What the exercise asks: Extend the biography of the photographer Martin Szipál below, picking up after its final sentence.

Passage for review:

Martin Szipál (born Szipál Márton; 6 May 1924 – 26 April 2016), also known as Martin S. Martin, was a Hungarian American photographer, most noted for his portrait photography of movie stars and celebrities.

==Biography==
Szipál was born in Szolnok on May 6, 1924 as the son of royal photographer Márton Károly Szipál (1893–1966) and Margit Szepessy (1895–1960). He spent his childhood in Debrecen, then the family moved to Budapest. Taught photography in Munich, Szipál took his qualification exam in 1942. He participated in World War II as a combat pilot of the Royal Hungarian Air Force, later fell into Soviet captivity.

Information shown:
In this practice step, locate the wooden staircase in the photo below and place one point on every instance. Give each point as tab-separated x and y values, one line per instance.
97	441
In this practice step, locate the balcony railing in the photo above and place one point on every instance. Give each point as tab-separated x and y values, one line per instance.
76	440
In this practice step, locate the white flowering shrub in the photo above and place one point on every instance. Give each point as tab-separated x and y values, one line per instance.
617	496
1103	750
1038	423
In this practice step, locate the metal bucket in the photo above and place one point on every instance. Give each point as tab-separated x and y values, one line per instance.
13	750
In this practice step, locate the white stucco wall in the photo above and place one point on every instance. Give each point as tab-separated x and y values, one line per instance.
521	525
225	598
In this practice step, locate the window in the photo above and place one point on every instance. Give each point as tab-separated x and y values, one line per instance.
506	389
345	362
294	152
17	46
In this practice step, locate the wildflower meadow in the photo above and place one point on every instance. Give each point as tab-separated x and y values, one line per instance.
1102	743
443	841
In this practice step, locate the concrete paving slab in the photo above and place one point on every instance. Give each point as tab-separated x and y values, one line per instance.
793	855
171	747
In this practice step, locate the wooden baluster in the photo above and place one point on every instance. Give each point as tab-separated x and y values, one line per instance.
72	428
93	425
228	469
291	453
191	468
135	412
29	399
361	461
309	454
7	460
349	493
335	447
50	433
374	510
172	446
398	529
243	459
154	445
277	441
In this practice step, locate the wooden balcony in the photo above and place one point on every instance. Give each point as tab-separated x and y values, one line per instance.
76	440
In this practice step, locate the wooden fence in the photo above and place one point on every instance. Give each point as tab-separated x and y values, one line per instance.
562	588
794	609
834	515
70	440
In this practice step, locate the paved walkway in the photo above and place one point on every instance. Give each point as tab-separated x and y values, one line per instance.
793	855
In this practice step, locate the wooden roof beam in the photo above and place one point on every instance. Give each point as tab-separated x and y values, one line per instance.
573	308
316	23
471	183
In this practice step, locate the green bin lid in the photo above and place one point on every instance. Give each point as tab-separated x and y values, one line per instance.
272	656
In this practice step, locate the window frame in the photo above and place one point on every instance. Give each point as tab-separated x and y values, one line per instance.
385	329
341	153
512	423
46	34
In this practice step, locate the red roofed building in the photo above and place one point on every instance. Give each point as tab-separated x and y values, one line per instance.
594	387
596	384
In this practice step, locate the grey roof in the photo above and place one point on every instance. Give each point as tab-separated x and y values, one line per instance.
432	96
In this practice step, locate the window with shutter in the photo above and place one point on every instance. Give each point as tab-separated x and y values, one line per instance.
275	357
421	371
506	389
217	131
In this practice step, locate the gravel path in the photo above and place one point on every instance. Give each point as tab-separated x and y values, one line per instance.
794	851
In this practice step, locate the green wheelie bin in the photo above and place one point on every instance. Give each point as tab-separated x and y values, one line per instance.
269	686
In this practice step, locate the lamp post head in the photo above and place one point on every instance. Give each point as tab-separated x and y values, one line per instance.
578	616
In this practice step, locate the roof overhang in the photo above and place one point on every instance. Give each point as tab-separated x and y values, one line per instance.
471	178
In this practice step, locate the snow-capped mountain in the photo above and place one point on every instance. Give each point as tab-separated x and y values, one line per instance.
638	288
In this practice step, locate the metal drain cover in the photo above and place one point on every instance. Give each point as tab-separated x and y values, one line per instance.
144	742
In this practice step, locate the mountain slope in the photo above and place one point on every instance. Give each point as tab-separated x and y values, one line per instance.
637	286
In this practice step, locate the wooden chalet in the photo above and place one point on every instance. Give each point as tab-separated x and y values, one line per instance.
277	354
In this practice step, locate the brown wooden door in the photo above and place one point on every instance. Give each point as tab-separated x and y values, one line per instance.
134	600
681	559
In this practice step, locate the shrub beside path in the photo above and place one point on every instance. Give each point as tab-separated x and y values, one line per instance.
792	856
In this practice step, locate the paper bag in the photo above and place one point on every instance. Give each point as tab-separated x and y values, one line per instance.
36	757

Response:
Photo of Radics Endre, a dancer, taken by Szipál Martin in 1994

After the war, he established his first photographic studio in Debrecen in 1946. He joined the Photographer Cooperative of Budapest in 1953. He was a founding member of the Artistic Photographers' Association of Debrecen in 1954. During the Hungarian Revolution of 1956, Szipál fled the country, settling and working in the United States. He submitted his photographs to various newspapers and exhibitions as a freelance contributor. After establishing a studio in Hollywood, Szipál began to photograph such celebrities as John Wayne, Tommy Lee Jones, Leslie Nielsen, Tracy Nelson, Charlene Tilton, Margaux Hemingway, Timothy Hutton, Priscilla Presley and Kareem Abdul-Jabbar. He also became a frequent contributor to magazines and periodicals, providing magazine cover portraits of some of the most popular stars.

Szipál returned to Hungary in 1997, where he worked for newspapers and taught in several photographer schools. He died of prostate cancer in his home in Budapest on April 26, 2016, just before turning 92.